_YOUR TASK_: Count the lines of the data below that contain the string "pixel". Reply with the number alone.

▬▬▬▬▬▬▬▬▬▬

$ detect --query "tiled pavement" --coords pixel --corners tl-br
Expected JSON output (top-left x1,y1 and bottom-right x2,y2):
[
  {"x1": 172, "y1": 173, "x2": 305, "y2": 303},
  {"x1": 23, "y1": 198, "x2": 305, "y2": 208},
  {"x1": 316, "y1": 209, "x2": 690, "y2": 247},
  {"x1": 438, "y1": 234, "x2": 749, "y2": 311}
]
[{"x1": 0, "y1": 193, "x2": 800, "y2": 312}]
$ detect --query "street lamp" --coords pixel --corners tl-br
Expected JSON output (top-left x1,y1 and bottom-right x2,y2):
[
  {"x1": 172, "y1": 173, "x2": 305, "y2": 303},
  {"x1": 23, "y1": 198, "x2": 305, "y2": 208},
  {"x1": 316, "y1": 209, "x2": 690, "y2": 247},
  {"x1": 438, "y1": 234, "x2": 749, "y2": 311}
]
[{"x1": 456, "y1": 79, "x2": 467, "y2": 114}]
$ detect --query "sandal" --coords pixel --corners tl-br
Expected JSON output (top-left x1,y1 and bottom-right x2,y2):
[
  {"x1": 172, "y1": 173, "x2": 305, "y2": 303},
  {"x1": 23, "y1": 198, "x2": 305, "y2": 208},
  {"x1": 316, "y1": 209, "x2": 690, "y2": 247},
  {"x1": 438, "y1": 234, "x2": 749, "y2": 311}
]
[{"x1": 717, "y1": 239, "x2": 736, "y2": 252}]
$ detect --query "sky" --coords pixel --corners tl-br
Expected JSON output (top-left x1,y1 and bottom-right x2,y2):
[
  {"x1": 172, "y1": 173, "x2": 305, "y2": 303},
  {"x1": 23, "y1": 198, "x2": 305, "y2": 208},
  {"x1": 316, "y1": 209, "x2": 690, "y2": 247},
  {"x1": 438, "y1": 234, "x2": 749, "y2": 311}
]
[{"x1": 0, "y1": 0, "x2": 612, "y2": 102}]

▬▬▬▬▬▬▬▬▬▬

_TASK OUTPUT_: 4